» **Data entries**
- - -

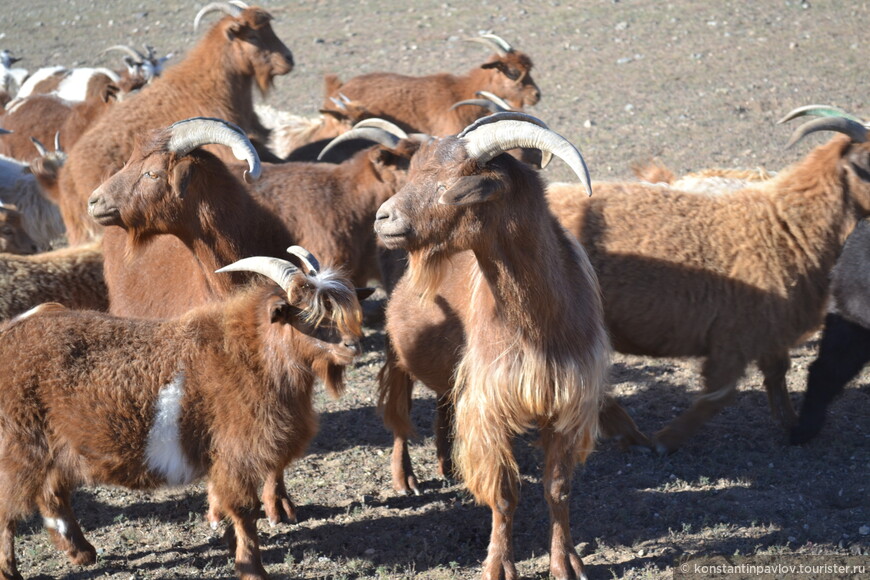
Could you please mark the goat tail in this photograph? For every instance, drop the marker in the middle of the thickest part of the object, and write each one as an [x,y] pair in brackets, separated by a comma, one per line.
[394,394]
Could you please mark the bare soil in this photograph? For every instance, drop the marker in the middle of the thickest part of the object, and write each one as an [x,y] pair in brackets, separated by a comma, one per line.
[696,84]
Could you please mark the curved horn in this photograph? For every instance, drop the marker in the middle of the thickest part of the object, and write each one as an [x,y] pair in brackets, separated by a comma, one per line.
[39,147]
[231,8]
[189,134]
[498,44]
[375,130]
[493,135]
[129,50]
[278,270]
[818,111]
[307,258]
[856,131]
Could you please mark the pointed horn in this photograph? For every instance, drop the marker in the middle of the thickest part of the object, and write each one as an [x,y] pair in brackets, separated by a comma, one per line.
[498,44]
[307,258]
[39,147]
[375,130]
[129,50]
[189,134]
[493,135]
[231,8]
[277,270]
[818,111]
[856,131]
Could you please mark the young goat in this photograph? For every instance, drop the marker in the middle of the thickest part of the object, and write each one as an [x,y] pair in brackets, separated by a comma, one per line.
[733,278]
[423,104]
[499,307]
[223,392]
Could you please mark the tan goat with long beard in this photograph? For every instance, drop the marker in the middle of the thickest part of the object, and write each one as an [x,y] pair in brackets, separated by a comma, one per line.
[501,304]
[223,392]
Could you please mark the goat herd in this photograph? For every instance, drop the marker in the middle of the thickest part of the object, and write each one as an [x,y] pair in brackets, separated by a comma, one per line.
[152,350]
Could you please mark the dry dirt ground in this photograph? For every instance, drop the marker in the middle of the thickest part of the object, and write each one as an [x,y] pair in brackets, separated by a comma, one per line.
[696,84]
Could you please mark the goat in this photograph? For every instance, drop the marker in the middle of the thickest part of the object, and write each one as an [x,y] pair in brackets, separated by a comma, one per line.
[11,78]
[215,79]
[19,186]
[13,237]
[72,276]
[223,392]
[844,349]
[170,186]
[717,265]
[500,308]
[288,133]
[42,117]
[423,104]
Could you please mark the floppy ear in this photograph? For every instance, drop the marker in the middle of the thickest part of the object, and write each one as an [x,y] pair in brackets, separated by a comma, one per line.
[279,310]
[471,190]
[181,176]
[363,293]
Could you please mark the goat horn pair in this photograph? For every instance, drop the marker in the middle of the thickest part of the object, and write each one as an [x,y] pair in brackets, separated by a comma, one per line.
[233,8]
[278,270]
[187,135]
[376,130]
[832,119]
[493,135]
[493,103]
[498,44]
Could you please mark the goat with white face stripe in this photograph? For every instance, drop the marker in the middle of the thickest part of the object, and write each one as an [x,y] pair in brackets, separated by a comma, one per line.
[223,392]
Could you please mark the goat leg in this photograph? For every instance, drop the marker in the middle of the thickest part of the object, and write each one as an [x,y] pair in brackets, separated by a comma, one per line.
[774,369]
[720,386]
[63,529]
[8,566]
[565,563]
[276,501]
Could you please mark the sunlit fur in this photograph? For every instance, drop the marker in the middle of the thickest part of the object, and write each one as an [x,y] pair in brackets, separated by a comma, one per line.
[735,278]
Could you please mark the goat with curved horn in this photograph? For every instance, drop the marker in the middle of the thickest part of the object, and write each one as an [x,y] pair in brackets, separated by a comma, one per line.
[490,136]
[233,9]
[191,133]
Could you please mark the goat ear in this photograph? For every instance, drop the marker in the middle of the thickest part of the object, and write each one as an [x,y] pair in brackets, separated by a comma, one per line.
[181,176]
[471,190]
[501,67]
[279,310]
[859,160]
[363,293]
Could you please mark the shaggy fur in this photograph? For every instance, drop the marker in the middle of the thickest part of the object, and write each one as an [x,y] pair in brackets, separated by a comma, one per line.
[72,276]
[733,278]
[423,104]
[215,79]
[81,407]
[483,318]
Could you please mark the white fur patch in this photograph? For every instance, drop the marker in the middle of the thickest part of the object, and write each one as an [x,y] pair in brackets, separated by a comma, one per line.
[57,524]
[74,87]
[164,454]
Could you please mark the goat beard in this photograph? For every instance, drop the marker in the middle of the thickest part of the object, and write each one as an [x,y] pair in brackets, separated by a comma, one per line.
[427,271]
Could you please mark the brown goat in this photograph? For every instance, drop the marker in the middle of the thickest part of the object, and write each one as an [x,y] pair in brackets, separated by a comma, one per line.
[72,276]
[193,196]
[423,104]
[499,307]
[42,117]
[216,79]
[223,392]
[732,278]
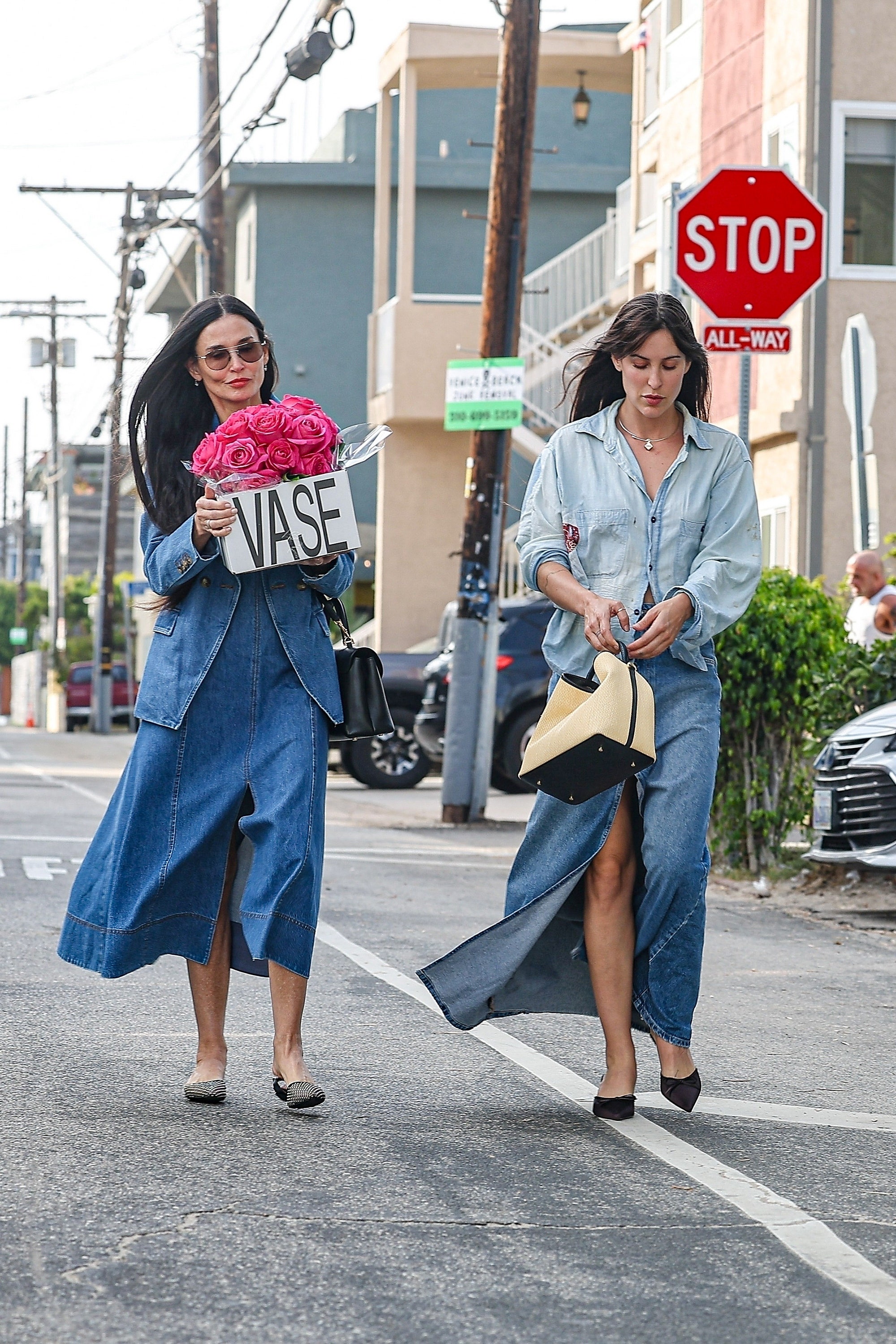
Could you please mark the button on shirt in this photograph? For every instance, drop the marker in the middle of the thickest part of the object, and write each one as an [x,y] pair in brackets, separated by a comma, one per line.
[587,508]
[860,619]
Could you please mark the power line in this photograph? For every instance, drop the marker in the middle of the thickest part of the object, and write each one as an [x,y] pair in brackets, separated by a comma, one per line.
[215,111]
[73,230]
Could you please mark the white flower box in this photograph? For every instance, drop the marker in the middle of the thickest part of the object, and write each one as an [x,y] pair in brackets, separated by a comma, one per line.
[289,523]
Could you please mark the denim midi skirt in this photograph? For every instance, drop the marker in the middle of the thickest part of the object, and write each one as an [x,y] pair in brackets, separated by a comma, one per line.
[534,960]
[250,753]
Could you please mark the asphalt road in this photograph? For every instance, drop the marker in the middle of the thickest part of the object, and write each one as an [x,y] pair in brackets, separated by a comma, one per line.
[454,1187]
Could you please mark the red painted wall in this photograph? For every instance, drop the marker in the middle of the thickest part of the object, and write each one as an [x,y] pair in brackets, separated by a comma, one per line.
[731,129]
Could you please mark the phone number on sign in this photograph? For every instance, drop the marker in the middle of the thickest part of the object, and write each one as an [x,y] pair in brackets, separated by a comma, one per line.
[492,416]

- - -

» **Work to be completed**
Reproduce all of the material above verbatim, line for line, omitting the pictures.

» **Exercise solution**
Could you please mark the goat tail in this photograph? For every instance, drop the marker in the middle of the thickest part of the object, and write each one as an [x,y] pair in brackets, separated by a comma, one per line.
[394,394]
Could you please mark the bare soil in this photograph? For every instance, drop the marker in the middle of the thickest part of the object, and write each one as an [x,y] pair in brackets, separated by a comma, one per line.
[696,84]
Could you please mark the curved horn in this photograph? For every instance, drop the marker in the middle of the thickest part of the object, and write each one as an [x,y] pair in brackets, separated by a comma, one per line.
[39,147]
[231,8]
[189,134]
[498,44]
[375,130]
[493,135]
[129,50]
[278,270]
[818,111]
[307,258]
[856,131]
Could you please mark the pointed horn in this photograph? For every instance, drop the marker in the middle of the thickest part of the object, and write each one as an [x,y] pair in brackets, separated by a comma, one per line.
[498,44]
[307,258]
[39,147]
[375,130]
[129,50]
[189,134]
[493,135]
[231,8]
[277,270]
[818,111]
[856,131]
Could you please mark the young goat in this photograph? For every instance, drop the marker in the middle of the thickest part of the object, and write each one as an [x,y] pair in brackets, separated by a comma, one per line.
[733,278]
[423,104]
[499,307]
[223,392]
Could you please mark the tan goat with long beard in this photograph? For every instance, drop the marker in the middle of the thickest part of the object, and write each one as an [x,y] pair in brackets, separated by a comma, one per line.
[501,304]
[223,392]
Could you please mark the goat herd in this photograph? For every instance, drop the marker in the middle of the thickest part of the object, and write each one as an [x,y] pair in brackets, separated by a comma, one per line.
[152,350]
Could you please mark the dry dirt ground in this photograph? For every instance, drop the marker in the middle of the thickest part of the object, and write each one as an [x,y] pair in brackets, separated by a comma, one per line.
[696,84]
Could you please mark the goat in this photograph? For every instance, drop the marker in the middle of the thickest part of the object, and write each one as an [x,y] pair in brackets, separated by a comma, one per line.
[11,78]
[215,79]
[19,186]
[13,237]
[72,276]
[223,392]
[844,349]
[170,186]
[717,265]
[500,308]
[288,133]
[42,117]
[423,104]
Could you please mark the floppy ear in this photograph? For every instance, drop the marker in the middle of the thickest part of the object, and write each one as an [x,y] pair in brackets, separated by a comma, one per line.
[279,310]
[471,190]
[181,176]
[363,293]
Could you please mark the goat horn pair in this photograph? For every instance, drop the marker in the middle of the thickest part of the object, and write each one as an [x,y] pair in brackets, separated by a comma, one per line.
[233,8]
[278,270]
[187,135]
[376,130]
[832,119]
[493,135]
[493,103]
[498,44]
Could you please mark the goat with white face stripe in this photograph? For every instance, drop the marker in the middle of the thickest part of the object, and write each one as an [x,y] pair in brackets, separated by a comma, one per line.
[223,392]
Could you please mark the goat leg in this photograph? For every instance, drop the marker in the middle of the thickest part of the object, and write each one as an [x,y] pair in brackets, separated by a comma, one per line.
[774,369]
[720,386]
[63,529]
[8,566]
[565,563]
[276,501]
Could you please mark the sunlit fur in this photograph? For every instance, drop the marker in the middle of the thickest part of the object, and write each one as an [x,y] pair in brackets, separated by a comma, one per line.
[735,278]
Could you please mark the goat with curved horn in this photograph? For every instance, drop the marker in the middle of the thickest part of the object, and write each one as an [x,y] pair in brackets, separated by a comma, one per line.
[490,136]
[233,9]
[191,133]
Could you please mark the goat ear in this photograph? For every instance, drop the marker in the middle of the thickest part of the object, and write each one as an [x,y] pair in brackets, separated by a comma, one per line.
[181,176]
[471,190]
[501,67]
[279,310]
[859,160]
[363,293]
Could you please mark the shaggy fur in this photograph? For every instance, drop the marker in the middle of the thickest part of the object, and write each one as an [x,y] pair in brackets, separated by a comma, one per line.
[72,276]
[733,278]
[423,104]
[215,79]
[81,407]
[483,318]
Could you please mark the white fur patch in this photograph? For every instance, drop the marker in the middle of the thickest part of the object, and write each one as an [x,y] pair in brackets, separated by a comma, one per line.
[57,524]
[74,87]
[164,454]
Could you please mark the goat beard in this photograph? For every instance, drop the marker in the middle of the thickest part of the object, and write each one as an [x,y] pair in brackets, separated by a comma, one per line.
[427,271]
Could you please mark the brown goat in this photograph? For every instance, drop the marker in the middle of the thickest part of the object, and write each one as an [x,y] pair in brackets, separated by a comma, one per line.
[72,276]
[193,196]
[423,104]
[499,307]
[42,117]
[216,79]
[223,392]
[732,278]
Could you please mark the button on shirt in this photograph? For every instance, drop the marker in the middle of the thickest part of the object, and write each one as an [x,y] pair in brackets, separated by a comma, one per line.
[587,508]
[860,619]
Could you please mark the power line in this photograph? For every instance, drop the marker in the middle of the thickest part of the object, and write each one as an [x,y] pair in brackets, separated by a comma, one per line.
[215,111]
[73,230]
Could you please mark the white flower box in this photograph? For every instance, drop the marker in the middle of the thickest part of the object, and write each one as an [x,y] pair in brackets, separated by a comma, one per line.
[289,523]
Could you please mark the denim midi skirt in this photograph? For every instance, drop the marker in the middle of the thickest part of the object, and write each one as an [x,y] pair in brackets, separated by a comma, one per line.
[534,960]
[250,753]
Could you please mark the asphalt road in this photograph? For every instance, drop the marker in the middle of the thickest part of the object, and write each one as an [x,y] pair in brackets, separated by a comma, one per line.
[454,1187]
Could you please mark the red painted wall in this photograph? For every instance, drop the marker in the middle of the thickest part of the object, and write each one as an [x,y] pair in brackets, separated by a comma, one per line.
[731,129]
Could you please mark the phone number on sign in this photograph? For every instance, drop the marker in the middle of the thickest part of the object, and write each one as an [x,y] pair in brackets, separated by a comma, one per line.
[492,416]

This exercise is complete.